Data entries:
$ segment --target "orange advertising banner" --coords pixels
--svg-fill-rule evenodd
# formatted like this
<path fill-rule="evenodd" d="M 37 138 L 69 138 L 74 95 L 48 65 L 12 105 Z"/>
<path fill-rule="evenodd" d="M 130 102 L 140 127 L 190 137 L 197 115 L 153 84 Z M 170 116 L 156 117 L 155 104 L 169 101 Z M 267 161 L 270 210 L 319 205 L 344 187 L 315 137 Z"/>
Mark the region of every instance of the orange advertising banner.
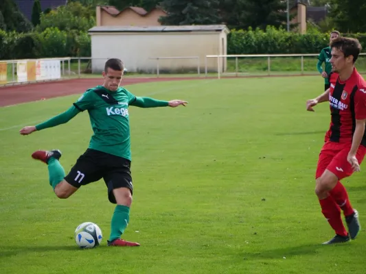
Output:
<path fill-rule="evenodd" d="M 27 62 L 27 80 L 36 81 L 36 62 L 28 61 Z"/>
<path fill-rule="evenodd" d="M 8 64 L 6 62 L 0 63 L 0 84 L 5 84 L 8 82 Z"/>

# Instruction
Could you echo back every line of the material, from its very first line through the line containing "37 138 L 69", with both ends included?

# Task result
$ segment --target "orange advertising banner" --coords pixels
--svg-fill-rule evenodd
# formatted like this
<path fill-rule="evenodd" d="M 37 138 L 69 138 L 74 95 L 48 65 L 12 105 Z"/>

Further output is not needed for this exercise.